Among the entries that follow, some lines contain the word "slope". Show all of them.

## [SUPPLIED ENTRIES]
━━━━━━━━━━

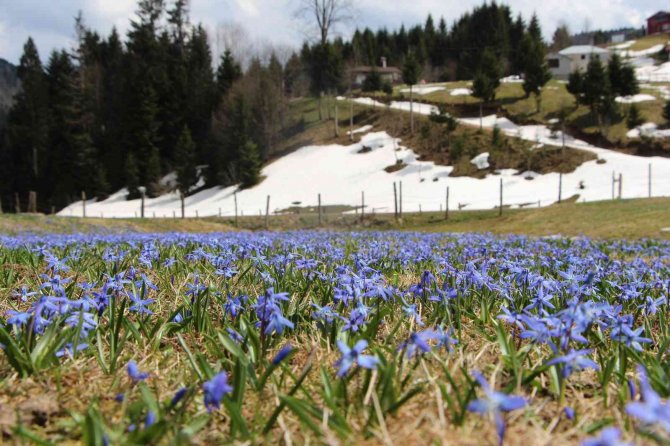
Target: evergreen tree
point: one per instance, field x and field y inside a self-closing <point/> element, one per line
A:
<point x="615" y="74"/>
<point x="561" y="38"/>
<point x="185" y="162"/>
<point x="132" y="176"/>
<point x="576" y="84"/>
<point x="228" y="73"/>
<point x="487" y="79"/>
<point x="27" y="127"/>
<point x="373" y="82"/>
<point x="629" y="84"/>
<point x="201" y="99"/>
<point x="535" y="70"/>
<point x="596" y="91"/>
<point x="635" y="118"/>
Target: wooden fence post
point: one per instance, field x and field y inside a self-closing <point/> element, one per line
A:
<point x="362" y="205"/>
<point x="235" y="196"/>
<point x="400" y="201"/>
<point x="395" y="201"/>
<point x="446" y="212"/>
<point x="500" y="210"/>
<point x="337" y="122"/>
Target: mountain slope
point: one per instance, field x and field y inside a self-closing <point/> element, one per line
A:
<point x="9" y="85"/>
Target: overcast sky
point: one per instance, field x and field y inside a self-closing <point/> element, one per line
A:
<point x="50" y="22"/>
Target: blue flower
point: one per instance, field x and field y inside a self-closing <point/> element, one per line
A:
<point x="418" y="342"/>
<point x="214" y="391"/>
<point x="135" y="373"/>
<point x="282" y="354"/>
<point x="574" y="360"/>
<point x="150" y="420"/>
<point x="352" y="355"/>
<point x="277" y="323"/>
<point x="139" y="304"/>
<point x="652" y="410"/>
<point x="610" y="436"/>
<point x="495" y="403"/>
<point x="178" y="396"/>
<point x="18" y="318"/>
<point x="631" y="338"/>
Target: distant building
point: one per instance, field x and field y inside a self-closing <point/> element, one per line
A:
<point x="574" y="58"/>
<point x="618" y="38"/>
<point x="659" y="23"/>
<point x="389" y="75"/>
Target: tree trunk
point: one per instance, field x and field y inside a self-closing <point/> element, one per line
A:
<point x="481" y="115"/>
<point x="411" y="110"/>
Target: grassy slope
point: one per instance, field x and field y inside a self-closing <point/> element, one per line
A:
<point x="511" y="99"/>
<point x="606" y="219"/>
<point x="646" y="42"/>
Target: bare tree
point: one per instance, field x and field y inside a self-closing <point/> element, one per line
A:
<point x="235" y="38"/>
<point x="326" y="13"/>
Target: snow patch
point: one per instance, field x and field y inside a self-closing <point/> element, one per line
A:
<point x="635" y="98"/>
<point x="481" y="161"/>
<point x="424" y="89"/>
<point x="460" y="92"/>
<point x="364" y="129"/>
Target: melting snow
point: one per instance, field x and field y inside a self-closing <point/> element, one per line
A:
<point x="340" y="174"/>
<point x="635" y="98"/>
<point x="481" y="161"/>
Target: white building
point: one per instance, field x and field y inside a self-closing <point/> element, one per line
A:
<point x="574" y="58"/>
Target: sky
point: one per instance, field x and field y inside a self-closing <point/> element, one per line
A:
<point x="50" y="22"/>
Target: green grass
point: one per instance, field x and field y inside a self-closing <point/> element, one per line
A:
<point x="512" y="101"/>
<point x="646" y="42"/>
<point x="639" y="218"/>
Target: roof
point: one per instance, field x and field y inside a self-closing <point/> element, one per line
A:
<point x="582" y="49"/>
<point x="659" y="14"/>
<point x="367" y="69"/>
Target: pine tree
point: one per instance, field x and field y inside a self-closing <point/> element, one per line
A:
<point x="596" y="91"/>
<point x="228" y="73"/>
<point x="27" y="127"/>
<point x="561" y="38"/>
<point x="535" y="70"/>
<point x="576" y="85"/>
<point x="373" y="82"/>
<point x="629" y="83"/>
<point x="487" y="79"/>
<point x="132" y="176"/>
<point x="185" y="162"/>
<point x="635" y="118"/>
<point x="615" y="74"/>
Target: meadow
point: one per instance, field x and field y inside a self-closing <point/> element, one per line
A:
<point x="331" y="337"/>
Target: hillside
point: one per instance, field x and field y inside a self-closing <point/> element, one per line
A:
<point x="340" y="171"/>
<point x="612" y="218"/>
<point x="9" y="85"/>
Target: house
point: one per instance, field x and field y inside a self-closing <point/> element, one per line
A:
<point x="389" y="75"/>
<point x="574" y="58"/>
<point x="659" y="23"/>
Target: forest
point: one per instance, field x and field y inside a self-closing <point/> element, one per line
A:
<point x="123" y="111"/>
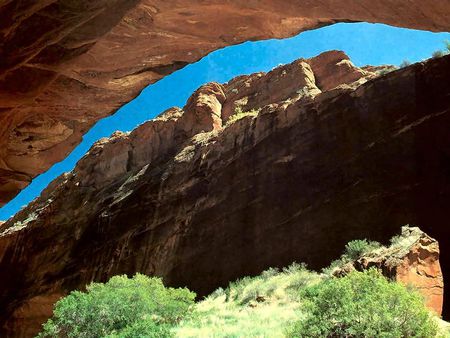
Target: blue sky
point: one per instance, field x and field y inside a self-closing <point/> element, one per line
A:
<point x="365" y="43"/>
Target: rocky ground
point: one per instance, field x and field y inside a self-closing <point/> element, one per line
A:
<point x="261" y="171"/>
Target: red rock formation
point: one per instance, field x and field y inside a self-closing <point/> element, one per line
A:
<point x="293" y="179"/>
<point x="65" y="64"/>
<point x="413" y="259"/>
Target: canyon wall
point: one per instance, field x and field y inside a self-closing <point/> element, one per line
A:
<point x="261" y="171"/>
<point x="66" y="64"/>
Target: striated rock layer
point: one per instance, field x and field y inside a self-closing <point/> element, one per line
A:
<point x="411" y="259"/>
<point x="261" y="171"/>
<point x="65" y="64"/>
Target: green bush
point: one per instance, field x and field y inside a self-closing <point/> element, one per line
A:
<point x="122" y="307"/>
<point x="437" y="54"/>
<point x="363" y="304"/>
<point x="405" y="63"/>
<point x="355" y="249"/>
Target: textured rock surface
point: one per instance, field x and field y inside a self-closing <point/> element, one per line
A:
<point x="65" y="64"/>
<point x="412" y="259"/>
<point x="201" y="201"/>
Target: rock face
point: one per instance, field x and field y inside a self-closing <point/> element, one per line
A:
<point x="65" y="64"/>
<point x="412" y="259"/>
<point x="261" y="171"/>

━━━━━━━━━━

## [OUTPUT OF THE EXERCISE]
Target: mountain slope
Target: grassy slope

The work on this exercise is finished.